# Problem description
Read through the records. Copy each line that has the word "gray".

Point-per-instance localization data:

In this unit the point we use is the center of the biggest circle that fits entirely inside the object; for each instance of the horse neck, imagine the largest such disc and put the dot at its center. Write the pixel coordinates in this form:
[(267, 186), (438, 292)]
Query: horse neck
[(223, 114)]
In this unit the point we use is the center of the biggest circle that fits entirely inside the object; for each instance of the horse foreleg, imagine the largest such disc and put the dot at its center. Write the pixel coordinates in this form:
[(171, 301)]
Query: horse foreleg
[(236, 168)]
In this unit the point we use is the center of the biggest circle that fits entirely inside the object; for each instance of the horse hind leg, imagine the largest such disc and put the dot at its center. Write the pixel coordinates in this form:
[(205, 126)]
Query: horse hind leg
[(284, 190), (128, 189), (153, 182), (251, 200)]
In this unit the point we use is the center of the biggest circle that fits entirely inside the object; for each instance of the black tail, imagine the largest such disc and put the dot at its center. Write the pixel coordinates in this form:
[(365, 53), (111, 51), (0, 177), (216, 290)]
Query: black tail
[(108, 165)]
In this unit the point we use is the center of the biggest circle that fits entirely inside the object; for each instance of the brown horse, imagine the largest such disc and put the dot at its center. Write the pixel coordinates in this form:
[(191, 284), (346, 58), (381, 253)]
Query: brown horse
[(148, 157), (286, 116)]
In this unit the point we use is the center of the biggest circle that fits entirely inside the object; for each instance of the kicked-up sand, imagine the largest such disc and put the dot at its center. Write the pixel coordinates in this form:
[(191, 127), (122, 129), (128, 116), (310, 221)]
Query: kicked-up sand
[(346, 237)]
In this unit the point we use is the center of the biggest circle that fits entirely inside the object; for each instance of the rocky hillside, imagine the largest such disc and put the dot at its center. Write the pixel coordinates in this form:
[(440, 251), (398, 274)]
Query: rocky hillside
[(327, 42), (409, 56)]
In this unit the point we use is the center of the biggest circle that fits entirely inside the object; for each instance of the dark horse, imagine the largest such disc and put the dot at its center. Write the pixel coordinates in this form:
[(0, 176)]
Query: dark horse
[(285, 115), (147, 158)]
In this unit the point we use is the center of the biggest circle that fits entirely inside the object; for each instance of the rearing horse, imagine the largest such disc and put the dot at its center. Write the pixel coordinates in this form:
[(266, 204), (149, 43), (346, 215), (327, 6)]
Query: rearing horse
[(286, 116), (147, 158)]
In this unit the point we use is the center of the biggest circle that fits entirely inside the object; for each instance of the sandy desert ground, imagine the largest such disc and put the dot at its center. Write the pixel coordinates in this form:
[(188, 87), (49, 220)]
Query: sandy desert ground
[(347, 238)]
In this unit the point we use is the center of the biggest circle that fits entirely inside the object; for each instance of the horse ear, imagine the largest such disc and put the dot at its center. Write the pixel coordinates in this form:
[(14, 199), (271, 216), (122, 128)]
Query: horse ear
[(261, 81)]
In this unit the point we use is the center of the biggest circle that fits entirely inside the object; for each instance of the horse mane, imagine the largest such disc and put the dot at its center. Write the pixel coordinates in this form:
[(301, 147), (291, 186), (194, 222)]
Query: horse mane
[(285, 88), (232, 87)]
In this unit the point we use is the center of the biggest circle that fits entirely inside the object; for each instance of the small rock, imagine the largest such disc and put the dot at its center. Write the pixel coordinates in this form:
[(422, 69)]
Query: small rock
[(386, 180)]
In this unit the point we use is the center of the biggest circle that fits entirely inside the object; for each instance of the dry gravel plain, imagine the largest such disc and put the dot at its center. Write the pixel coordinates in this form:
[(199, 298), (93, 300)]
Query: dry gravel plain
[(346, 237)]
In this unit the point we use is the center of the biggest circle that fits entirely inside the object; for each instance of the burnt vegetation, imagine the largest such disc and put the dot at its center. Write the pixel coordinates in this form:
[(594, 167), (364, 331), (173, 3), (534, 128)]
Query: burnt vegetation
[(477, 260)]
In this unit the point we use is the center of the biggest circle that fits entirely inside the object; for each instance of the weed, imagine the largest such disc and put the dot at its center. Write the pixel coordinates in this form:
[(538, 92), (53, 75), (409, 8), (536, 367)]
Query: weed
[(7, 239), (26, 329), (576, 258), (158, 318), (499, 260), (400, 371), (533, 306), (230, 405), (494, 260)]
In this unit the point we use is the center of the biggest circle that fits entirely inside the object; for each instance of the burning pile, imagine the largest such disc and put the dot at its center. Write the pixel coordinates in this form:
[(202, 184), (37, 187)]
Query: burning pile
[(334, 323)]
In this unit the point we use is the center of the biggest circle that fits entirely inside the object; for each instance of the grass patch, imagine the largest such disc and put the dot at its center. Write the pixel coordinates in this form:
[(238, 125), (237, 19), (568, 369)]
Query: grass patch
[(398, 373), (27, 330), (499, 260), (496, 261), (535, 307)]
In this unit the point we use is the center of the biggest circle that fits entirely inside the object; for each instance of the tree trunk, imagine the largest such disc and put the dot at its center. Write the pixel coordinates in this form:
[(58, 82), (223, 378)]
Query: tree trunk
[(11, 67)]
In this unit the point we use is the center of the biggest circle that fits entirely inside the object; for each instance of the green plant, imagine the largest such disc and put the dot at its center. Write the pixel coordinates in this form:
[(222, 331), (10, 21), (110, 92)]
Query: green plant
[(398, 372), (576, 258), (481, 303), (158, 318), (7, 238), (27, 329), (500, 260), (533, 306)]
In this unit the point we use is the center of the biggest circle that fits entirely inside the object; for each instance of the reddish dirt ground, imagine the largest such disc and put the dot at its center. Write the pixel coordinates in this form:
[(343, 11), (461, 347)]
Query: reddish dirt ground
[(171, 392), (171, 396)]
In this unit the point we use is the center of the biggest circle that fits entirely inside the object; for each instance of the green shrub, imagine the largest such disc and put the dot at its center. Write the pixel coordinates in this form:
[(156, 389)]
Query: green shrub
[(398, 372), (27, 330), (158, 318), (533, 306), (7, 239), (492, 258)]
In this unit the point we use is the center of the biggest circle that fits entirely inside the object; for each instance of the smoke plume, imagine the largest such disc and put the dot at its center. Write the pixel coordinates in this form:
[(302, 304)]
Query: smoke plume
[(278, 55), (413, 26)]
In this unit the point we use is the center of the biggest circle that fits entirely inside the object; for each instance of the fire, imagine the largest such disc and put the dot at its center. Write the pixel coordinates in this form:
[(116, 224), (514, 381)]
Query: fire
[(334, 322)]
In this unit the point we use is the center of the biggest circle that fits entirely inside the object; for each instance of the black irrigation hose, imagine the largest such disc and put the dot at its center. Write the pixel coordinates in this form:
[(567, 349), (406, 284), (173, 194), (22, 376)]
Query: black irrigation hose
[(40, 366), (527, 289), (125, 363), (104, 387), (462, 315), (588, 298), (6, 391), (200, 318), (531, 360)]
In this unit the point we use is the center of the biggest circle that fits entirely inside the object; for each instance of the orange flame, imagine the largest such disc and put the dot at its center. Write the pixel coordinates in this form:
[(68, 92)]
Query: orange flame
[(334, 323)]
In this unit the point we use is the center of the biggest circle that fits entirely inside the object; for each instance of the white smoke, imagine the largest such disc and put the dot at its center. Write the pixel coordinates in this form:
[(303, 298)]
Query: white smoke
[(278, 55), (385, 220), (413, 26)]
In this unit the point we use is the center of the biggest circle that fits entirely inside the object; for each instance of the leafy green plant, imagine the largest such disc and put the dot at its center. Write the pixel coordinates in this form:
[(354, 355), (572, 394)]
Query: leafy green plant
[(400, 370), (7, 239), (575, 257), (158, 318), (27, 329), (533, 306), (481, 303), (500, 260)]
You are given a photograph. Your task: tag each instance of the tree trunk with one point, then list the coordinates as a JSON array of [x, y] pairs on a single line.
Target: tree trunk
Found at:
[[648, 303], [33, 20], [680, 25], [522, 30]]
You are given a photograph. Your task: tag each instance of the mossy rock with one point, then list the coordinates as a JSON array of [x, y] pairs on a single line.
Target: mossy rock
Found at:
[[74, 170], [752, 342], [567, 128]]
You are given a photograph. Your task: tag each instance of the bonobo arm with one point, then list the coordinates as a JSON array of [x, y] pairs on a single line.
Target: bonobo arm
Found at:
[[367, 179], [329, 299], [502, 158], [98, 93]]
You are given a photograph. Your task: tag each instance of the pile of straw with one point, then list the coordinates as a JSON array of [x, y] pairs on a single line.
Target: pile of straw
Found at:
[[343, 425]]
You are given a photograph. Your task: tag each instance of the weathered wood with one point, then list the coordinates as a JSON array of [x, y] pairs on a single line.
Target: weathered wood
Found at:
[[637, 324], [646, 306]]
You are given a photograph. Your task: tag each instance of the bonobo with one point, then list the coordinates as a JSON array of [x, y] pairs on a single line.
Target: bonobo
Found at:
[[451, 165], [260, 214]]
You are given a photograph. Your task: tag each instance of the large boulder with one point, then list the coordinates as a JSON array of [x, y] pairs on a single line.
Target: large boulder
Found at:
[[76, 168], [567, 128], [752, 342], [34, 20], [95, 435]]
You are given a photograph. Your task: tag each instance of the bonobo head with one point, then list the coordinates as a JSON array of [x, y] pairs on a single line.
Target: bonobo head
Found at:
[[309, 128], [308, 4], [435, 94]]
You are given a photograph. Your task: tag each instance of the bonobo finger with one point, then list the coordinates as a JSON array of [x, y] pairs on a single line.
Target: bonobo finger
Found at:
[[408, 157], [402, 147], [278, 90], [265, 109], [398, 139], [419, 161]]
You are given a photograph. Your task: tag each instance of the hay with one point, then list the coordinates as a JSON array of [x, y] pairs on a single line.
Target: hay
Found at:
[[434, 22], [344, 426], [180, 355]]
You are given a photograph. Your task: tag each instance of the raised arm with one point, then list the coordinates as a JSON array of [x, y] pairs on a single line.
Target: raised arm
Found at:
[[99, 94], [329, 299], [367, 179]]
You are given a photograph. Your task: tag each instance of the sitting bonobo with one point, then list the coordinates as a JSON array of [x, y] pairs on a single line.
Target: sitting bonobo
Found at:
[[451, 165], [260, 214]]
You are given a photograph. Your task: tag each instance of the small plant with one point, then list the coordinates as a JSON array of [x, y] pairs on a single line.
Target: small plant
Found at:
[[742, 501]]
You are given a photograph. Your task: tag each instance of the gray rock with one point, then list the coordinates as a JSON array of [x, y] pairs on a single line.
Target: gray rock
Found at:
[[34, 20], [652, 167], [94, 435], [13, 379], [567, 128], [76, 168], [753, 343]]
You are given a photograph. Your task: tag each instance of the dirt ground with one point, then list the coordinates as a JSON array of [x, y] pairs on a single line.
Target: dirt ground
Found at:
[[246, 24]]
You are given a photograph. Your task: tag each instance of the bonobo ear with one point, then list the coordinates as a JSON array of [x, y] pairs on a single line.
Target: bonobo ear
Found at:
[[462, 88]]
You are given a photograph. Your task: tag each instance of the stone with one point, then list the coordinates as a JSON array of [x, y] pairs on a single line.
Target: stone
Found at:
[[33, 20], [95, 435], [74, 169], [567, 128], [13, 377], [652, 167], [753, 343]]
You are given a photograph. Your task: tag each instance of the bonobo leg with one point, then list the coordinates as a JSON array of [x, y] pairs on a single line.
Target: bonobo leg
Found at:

# Written reply
You are given a photograph. Your task: tag each instance of the gray rock with one point, then list the coordinates as a JSON array of [x, y] pairs on a single line.
Target: gray rock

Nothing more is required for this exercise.